**Written problem**
Each record below should be repeated precisely as written.

[Collected data]
┌──
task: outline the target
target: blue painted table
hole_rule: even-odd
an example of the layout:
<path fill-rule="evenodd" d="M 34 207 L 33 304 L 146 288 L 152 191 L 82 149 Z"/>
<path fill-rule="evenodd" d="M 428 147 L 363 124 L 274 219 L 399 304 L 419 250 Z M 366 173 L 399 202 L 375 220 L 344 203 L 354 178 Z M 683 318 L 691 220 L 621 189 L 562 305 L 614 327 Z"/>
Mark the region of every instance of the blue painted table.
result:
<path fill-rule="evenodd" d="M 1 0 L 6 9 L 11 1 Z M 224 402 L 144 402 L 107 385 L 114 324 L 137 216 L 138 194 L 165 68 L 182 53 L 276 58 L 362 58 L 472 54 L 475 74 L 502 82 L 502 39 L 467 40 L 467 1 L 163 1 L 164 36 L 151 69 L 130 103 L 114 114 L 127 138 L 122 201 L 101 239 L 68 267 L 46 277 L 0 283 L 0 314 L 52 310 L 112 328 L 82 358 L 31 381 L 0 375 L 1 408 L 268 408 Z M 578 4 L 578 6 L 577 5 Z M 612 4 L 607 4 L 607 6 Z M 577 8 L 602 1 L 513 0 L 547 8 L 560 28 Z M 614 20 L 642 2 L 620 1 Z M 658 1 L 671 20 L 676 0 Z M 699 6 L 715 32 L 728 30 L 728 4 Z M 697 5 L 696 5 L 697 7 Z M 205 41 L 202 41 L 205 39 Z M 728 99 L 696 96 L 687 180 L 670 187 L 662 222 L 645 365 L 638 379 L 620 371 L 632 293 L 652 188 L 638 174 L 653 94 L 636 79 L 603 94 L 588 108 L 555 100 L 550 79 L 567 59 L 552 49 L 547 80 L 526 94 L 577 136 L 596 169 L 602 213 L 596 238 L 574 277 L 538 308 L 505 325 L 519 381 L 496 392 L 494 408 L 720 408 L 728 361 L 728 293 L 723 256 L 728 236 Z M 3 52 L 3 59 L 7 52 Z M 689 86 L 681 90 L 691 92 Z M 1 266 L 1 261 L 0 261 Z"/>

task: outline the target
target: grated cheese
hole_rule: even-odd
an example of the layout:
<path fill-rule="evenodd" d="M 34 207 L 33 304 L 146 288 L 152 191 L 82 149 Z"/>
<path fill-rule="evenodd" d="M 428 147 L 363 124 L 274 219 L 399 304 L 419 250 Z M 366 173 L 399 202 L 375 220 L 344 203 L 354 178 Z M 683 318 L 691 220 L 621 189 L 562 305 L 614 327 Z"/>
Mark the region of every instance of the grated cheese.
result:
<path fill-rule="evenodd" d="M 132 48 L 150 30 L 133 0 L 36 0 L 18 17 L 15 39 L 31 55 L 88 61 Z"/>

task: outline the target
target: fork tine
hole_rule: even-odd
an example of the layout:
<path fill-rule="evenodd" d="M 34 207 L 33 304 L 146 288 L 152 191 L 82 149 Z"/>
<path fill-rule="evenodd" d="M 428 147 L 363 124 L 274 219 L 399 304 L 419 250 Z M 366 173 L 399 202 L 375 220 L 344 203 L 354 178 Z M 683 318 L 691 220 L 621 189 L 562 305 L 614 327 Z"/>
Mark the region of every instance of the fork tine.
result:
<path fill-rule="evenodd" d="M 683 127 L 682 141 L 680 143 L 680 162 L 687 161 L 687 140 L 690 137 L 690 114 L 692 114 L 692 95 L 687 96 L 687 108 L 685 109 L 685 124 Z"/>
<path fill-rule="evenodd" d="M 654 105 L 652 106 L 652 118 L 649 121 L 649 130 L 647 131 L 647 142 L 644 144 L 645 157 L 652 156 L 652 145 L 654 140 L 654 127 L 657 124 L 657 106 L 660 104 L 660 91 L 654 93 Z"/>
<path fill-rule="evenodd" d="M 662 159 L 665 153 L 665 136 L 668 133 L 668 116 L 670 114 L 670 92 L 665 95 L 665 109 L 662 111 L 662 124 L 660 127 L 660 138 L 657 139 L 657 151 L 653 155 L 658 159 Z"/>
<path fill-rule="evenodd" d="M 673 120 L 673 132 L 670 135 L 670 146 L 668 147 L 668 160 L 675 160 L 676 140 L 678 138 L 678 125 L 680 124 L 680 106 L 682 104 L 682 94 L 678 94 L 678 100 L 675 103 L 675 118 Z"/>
└──
**Task result**
task: outline the target
target: blue painted table
hole_rule: even-odd
an example of the layout:
<path fill-rule="evenodd" d="M 34 207 L 33 304 L 146 288 L 152 191 L 82 149 Z"/>
<path fill-rule="evenodd" d="M 428 147 L 363 124 L 274 219 L 399 304 L 419 250 Z M 366 173 L 399 202 L 375 220 L 344 203 L 354 178 Z M 683 318 L 691 220 L 621 189 L 562 305 L 614 327 Z"/>
Mark the region of every instance of the blue painted table.
result:
<path fill-rule="evenodd" d="M 1 0 L 6 9 L 11 1 Z M 224 402 L 144 402 L 107 385 L 114 324 L 137 216 L 138 194 L 165 68 L 182 53 L 276 58 L 362 58 L 472 54 L 475 74 L 502 82 L 502 39 L 467 40 L 467 1 L 163 1 L 164 36 L 151 69 L 130 103 L 114 114 L 127 138 L 122 201 L 101 239 L 68 267 L 46 277 L 0 283 L 0 314 L 52 310 L 112 328 L 82 358 L 31 381 L 0 375 L 1 408 L 268 408 Z M 578 4 L 578 6 L 577 5 Z M 612 4 L 607 4 L 607 6 Z M 577 8 L 602 1 L 513 0 L 547 8 L 560 28 Z M 614 20 L 642 2 L 620 1 Z M 658 1 L 671 20 L 676 0 Z M 699 6 L 715 32 L 728 30 L 728 4 Z M 697 5 L 696 5 L 697 7 Z M 205 41 L 202 41 L 205 39 Z M 728 99 L 696 96 L 687 180 L 670 187 L 662 222 L 645 365 L 638 379 L 620 371 L 632 293 L 652 188 L 638 174 L 653 94 L 636 79 L 603 94 L 588 108 L 555 100 L 550 79 L 567 59 L 552 49 L 547 80 L 526 94 L 577 136 L 596 169 L 602 213 L 596 238 L 574 277 L 538 308 L 505 325 L 519 381 L 496 392 L 494 408 L 720 408 L 728 361 L 728 293 L 723 256 L 728 236 Z M 3 52 L 3 59 L 7 52 Z M 689 86 L 681 90 L 691 92 Z M 1 266 L 1 261 L 0 261 Z"/>

task: outline the target
target: grated cheese
hole_rule: even-odd
an example of the layout:
<path fill-rule="evenodd" d="M 34 207 L 33 304 L 146 288 L 152 191 L 82 149 Z"/>
<path fill-rule="evenodd" d="M 428 147 L 363 124 L 274 219 L 399 304 L 419 250 Z M 366 173 L 399 202 L 375 220 L 344 203 L 354 178 Z M 683 318 L 691 220 L 621 189 L 562 305 L 614 327 Z"/>
Mark the region of every instance of the grated cheese.
result:
<path fill-rule="evenodd" d="M 132 48 L 150 30 L 133 0 L 36 0 L 18 17 L 15 39 L 31 55 L 88 61 Z"/>

task: outline the target
target: fork tine
hole_rule: even-odd
an example of the layout:
<path fill-rule="evenodd" d="M 34 207 L 33 304 L 146 288 L 152 191 L 82 149 Z"/>
<path fill-rule="evenodd" d="M 428 147 L 363 124 L 274 219 L 399 304 L 419 250 Z M 366 173 L 399 202 L 375 220 L 344 203 L 354 178 Z M 683 318 L 691 220 L 621 189 L 562 305 L 614 327 Z"/>
Mark the region of every instance of the fork tine.
result:
<path fill-rule="evenodd" d="M 683 127 L 682 141 L 680 143 L 680 162 L 687 161 L 687 140 L 690 137 L 690 114 L 692 114 L 692 95 L 687 96 L 687 108 L 685 109 L 685 124 Z"/>
<path fill-rule="evenodd" d="M 654 105 L 652 106 L 652 118 L 649 121 L 649 130 L 647 131 L 647 142 L 644 144 L 645 157 L 652 156 L 652 145 L 654 140 L 654 127 L 657 124 L 657 106 L 660 104 L 660 91 L 654 93 Z"/>
<path fill-rule="evenodd" d="M 662 159 L 665 153 L 665 136 L 668 133 L 668 116 L 670 114 L 670 92 L 665 95 L 665 109 L 662 111 L 662 124 L 660 127 L 660 138 L 657 139 L 657 151 L 653 155 L 658 159 Z"/>
<path fill-rule="evenodd" d="M 673 120 L 673 132 L 670 135 L 670 146 L 668 147 L 668 160 L 675 160 L 676 140 L 678 138 L 678 125 L 680 124 L 680 106 L 682 104 L 682 94 L 678 94 L 678 100 L 675 103 L 675 118 Z"/>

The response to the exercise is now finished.